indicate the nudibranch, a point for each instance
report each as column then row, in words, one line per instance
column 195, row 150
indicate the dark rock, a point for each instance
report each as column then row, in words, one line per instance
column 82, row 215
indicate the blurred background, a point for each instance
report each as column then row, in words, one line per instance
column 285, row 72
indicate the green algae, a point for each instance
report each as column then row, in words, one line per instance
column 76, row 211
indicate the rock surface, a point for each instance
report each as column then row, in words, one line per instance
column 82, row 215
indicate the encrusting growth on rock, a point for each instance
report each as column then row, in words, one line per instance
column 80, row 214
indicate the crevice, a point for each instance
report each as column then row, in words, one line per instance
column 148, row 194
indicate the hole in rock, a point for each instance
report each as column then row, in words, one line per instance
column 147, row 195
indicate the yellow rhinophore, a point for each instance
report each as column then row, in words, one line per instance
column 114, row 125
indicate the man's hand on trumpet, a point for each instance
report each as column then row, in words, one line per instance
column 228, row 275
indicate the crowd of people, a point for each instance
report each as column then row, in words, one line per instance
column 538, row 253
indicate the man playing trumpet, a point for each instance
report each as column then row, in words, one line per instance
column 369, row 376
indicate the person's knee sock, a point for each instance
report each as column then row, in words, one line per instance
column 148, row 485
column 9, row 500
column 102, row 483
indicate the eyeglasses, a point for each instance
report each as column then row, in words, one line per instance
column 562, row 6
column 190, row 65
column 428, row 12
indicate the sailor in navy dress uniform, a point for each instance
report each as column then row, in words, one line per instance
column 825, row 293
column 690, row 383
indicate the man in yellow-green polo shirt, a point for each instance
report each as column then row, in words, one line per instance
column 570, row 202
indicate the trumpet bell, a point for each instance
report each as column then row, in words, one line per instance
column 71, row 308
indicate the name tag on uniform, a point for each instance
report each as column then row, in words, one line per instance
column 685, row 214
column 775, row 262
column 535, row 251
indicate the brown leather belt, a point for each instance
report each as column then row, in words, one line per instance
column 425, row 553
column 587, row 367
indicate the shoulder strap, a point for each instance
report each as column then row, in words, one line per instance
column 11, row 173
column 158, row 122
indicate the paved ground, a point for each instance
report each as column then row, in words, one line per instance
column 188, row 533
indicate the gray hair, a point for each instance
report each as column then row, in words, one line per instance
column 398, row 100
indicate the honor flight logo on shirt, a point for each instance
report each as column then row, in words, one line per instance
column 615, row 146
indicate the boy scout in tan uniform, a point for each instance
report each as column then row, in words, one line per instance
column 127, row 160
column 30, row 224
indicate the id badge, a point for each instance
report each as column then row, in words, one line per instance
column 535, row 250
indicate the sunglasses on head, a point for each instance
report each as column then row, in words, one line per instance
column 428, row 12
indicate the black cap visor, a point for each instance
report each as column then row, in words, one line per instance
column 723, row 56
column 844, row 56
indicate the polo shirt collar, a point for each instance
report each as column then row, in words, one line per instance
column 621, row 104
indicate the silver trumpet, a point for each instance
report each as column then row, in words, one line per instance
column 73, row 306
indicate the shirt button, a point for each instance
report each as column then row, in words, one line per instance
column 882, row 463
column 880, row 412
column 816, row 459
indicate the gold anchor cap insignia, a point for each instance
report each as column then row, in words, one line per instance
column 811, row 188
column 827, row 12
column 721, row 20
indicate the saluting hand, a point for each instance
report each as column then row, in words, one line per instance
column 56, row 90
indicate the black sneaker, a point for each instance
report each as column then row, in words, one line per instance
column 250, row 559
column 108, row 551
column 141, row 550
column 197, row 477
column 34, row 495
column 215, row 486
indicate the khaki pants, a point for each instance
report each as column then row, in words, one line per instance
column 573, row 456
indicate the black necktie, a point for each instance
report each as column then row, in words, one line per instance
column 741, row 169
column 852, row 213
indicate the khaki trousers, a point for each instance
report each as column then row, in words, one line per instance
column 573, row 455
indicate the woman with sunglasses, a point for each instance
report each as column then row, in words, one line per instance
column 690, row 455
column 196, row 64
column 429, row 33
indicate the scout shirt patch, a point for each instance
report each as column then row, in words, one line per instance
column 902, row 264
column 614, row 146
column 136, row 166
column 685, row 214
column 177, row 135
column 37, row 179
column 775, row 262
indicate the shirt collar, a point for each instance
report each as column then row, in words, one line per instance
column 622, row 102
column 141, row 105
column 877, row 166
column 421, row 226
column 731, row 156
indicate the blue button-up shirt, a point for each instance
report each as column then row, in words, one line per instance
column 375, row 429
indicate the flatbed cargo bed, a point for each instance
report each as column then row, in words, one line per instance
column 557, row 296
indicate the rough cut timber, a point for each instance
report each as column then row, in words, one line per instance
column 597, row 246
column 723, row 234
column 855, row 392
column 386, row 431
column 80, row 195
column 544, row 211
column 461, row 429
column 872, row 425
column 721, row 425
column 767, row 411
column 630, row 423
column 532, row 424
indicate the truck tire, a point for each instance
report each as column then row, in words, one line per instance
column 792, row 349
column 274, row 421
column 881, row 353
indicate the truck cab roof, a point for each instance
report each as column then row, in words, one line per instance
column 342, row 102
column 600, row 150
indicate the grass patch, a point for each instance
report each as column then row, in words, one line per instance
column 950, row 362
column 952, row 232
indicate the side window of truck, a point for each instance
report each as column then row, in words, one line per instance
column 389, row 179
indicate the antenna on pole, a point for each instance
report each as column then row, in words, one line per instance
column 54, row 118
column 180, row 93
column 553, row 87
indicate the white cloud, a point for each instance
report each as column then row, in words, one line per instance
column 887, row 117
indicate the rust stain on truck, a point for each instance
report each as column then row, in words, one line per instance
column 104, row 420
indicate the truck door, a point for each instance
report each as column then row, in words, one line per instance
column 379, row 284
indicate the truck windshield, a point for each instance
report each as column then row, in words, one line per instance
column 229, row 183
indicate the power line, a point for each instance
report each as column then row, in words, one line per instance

EXERCISE OBJECTIVE. Convert all of the material above into a Markdown table with two columns, Number and Text, giving each line its own numbered row and leaving out any blank lines.

THE RESULT.
| Number | Text |
|---|---|
| 1 | indicate the nudibranch, a point for each instance |
| 2 | report each as column then row, in words, one line per instance |
| 3 | column 195, row 150 |
| 4 | indicate the dark rock, a point for each instance |
| 5 | report each as column then row, in words, one line per instance |
| 6 | column 82, row 215 |
| 7 | indicate the blurred background, a point for each instance |
| 8 | report each as column then row, in words, one line per instance |
| 9 | column 285, row 72 |
| 10 | indicate the green algae, a point for each instance |
| 11 | report each as column then row, in words, one line per instance |
| 12 | column 76, row 211 |
| 13 | indicate the rock surface, a point for each instance |
| 14 | report each as column then row, in words, one line per instance |
| 15 | column 82, row 215 |
| 16 | indicate the encrusting growth on rock, a point for each instance |
| 17 | report each as column then row, in words, one line per instance |
| 18 | column 80, row 214 |
| 19 | indicate the crevice, a point for each instance |
| 20 | report each as column then row, in words, one line per instance |
| 21 | column 148, row 194 |
| 22 | indicate the hole in rock, a point for each instance |
| 23 | report each as column then row, in words, one line per instance |
| 24 | column 147, row 195 |
| 25 | indicate the yellow rhinophore, a point for each instance |
| 26 | report each as column then row, in words, one line per instance |
| 27 | column 114, row 125 |
| 28 | indicate the man's hand on trumpet, a point for each instance |
| 29 | report each as column then row, in words, one line per instance |
| 30 | column 228, row 275 |
| 31 | indicate the crowd of people, a point for each instance |
| 32 | report each as column then row, in words, one line per instance |
| 33 | column 538, row 253 |
| 34 | indicate the man playing trumpet, a point for each instance |
| 35 | report each as column then row, in words, one line per instance |
| 36 | column 369, row 376 |
| 37 | indicate the person's knee sock, a point for each instance |
| 38 | report each as column then row, in words, one line per instance |
| 39 | column 148, row 485 |
| 40 | column 9, row 500 |
| 41 | column 102, row 483 |
| 42 | indicate the eyeglasses, a point for each instance |
| 43 | report each as column then row, in words, one line per instance |
| 44 | column 562, row 6 |
| 45 | column 190, row 65 |
| 46 | column 428, row 12 |
| 47 | indicate the sailor in navy dress uniform, a point for each instance |
| 48 | report each as column then row, in words, one line per instance |
| 49 | column 825, row 293 |
| 50 | column 690, row 383 |
| 51 | indicate the man in yellow-green polo shirt, a point for each instance |
| 52 | report each as column then row, in words, one line per instance |
| 53 | column 570, row 202 |
| 54 | indicate the trumpet bell, a point for each instance |
| 55 | report each as column then row, in words, one line per instance |
| 56 | column 71, row 308 |
| 57 | indicate the name tag on uniform, a point for each instance |
| 58 | report each as column then row, in words, one line per instance |
| 59 | column 685, row 214 |
| 60 | column 775, row 262 |
| 61 | column 535, row 251 |
| 62 | indicate the brown leather belt, a point for each instance |
| 63 | report each as column then row, in words, one line per instance |
| 64 | column 425, row 553 |
| 65 | column 587, row 367 |
| 66 | indicate the shoulder strap, a point for each instance |
| 67 | report each as column then row, in words, one line per instance |
| 68 | column 11, row 173 |
| 69 | column 158, row 122 |
| 70 | indicate the paved ground, a point for each instance |
| 71 | report each as column then row, in words, one line per instance |
| 72 | column 188, row 533 |
| 73 | indicate the gray hair, a point for each instance |
| 74 | report each as column then row, in words, one line per instance |
| 75 | column 398, row 100 |
| 76 | indicate the honor flight logo on shirt, a point for each instance |
| 77 | report each as column then row, in words, one line per instance |
| 78 | column 615, row 146 |
| 79 | indicate the boy scout in tan uniform, a point for each instance |
| 80 | report each as column then row, in words, one line per instance |
| 81 | column 127, row 160 |
| 82 | column 30, row 224 |
| 83 | indicate the id badge, a point for each instance |
| 84 | report each as column then row, in words, one line per instance |
| 85 | column 535, row 250 |
| 86 | indicate the sunglasses on head, a point for each instance |
| 87 | report each as column then row, in words, one line per instance |
| 88 | column 428, row 12 |
| 89 | indicate the black cap visor, a point for each instance |
| 90 | report each as column then row, in words, one line per instance |
| 91 | column 723, row 56 |
| 92 | column 844, row 56 |
| 93 | indicate the polo shirt collar, a point for each instance |
| 94 | report each as column then row, in words, one line per instance |
| 95 | column 621, row 104 |
| 96 | indicate the silver trumpet, a point for each instance |
| 97 | report each as column then row, in words, one line per instance |
| 98 | column 73, row 306 |
| 99 | indicate the shirt button, a point for each instance |
| 100 | report each as column then row, in words, one line per instance |
| 101 | column 882, row 463 |
| 102 | column 880, row 412 |
| 103 | column 816, row 459 |
| 104 | indicate the gold anchor cap insignia, a point for each instance |
| 105 | report each as column then row, in words, one line per instance |
| 106 | column 811, row 188 |
| 107 | column 827, row 12 |
| 108 | column 721, row 20 |
| 109 | indicate the saluting hand, a point for each instance |
| 110 | report each as column then row, in words, one line per instance |
| 111 | column 56, row 90 |
| 112 | indicate the black sneaker, a point for each instance |
| 113 | report each as column then row, in words, one line per instance |
| 114 | column 250, row 559 |
| 115 | column 108, row 551 |
| 116 | column 141, row 550 |
| 117 | column 197, row 477 |
| 118 | column 34, row 495 |
| 119 | column 215, row 486 |
| 120 | indicate the khaki pants, a point for each instance |
| 121 | report each as column then row, in words, one line per instance |
| 122 | column 573, row 456 |
| 123 | indicate the black necktie, a point for each instance |
| 124 | report each as column then row, in words, one line per instance |
| 125 | column 741, row 169 |
| 126 | column 852, row 213 |
| 127 | indicate the khaki trousers, a point for each instance |
| 128 | report each as column then row, in words, one line per instance |
| 129 | column 573, row 455 |
| 130 | indicate the woman with sunglasses, a point for each instance |
| 131 | report each as column then row, in words, one line per instance |
| 132 | column 690, row 455 |
| 133 | column 196, row 64 |
| 134 | column 429, row 33 |
| 135 | indicate the scout shirt patch, a point for each instance |
| 136 | report each as column then row, in words, one line per instance |
| 137 | column 902, row 264 |
| 138 | column 614, row 146 |
| 139 | column 136, row 166 |
| 140 | column 685, row 214 |
| 141 | column 177, row 135 |
| 142 | column 37, row 179 |
| 143 | column 775, row 262 |
| 144 | indicate the shirt collar, a point for each instance |
| 145 | report each as column then row, in words, one line per instance |
| 146 | column 622, row 102 |
| 147 | column 141, row 105 |
| 148 | column 877, row 166 |
| 149 | column 421, row 226 |
| 150 | column 731, row 156 |
| 151 | indicate the blue button-up shirt, a point for each instance |
| 152 | report each as column then row, in words, one line per instance |
| 153 | column 375, row 429 |
| 154 | indicate the flatbed cargo bed, a point for each instance |
| 155 | report each as column then row, in words, one line per instance |
| 156 | column 557, row 296 |
| 157 | indicate the rough cut timber, a point for each instance |
| 158 | report each as column then row, in words, one line per instance |
| 159 | column 597, row 246 |
| 160 | column 723, row 234 |
| 161 | column 855, row 392 |
| 162 | column 386, row 431 |
| 163 | column 80, row 195 |
| 164 | column 544, row 211 |
| 165 | column 461, row 429 |
| 166 | column 872, row 425 |
| 167 | column 721, row 425 |
| 168 | column 767, row 411 |
| 169 | column 630, row 423 |
| 170 | column 532, row 424 |
| 171 | indicate the truck tire, a point for each instance |
| 172 | report each as column then row, in words, one line per instance |
| 173 | column 792, row 349 |
| 174 | column 274, row 421 |
| 175 | column 881, row 353 |
| 176 | indicate the truck cab roof, a point for each instance |
| 177 | report each as column then row, in words, one line per instance |
| 178 | column 342, row 102 |
| 179 | column 600, row 150 |
| 180 | indicate the grass patch, a point for each instance |
| 181 | report each as column then row, in words, one line per instance |
| 182 | column 950, row 362 |
| 183 | column 952, row 232 |
| 184 | indicate the side window of truck, a point for each instance |
| 185 | report each as column then row, in words, one line per instance |
| 186 | column 389, row 179 |
| 187 | indicate the antenna on pole, a point for each instance |
| 188 | report each as column then row, in words, one line per instance |
| 189 | column 54, row 118 |
| 190 | column 180, row 93 |
| 191 | column 553, row 87 |
| 192 | indicate the white cloud, a point for each instance |
| 193 | report each as column then row, in words, one line per instance |
| 194 | column 887, row 117 |
| 195 | indicate the rust stain on truck, a point for each instance |
| 196 | report each as column then row, in words, one line per instance |
| 197 | column 104, row 420 |
| 198 | indicate the truck door, a point for each instance |
| 199 | report each as column then row, in words, one line per instance |
| 200 | column 379, row 284 |
| 201 | indicate the truck windshield, a point for each instance |
| 202 | report each as column then row, in words, one line per instance |
| 203 | column 229, row 183 |
| 204 | indicate the power line, a point for each instance |
| 205 | report each as column then row, in words, one line per instance |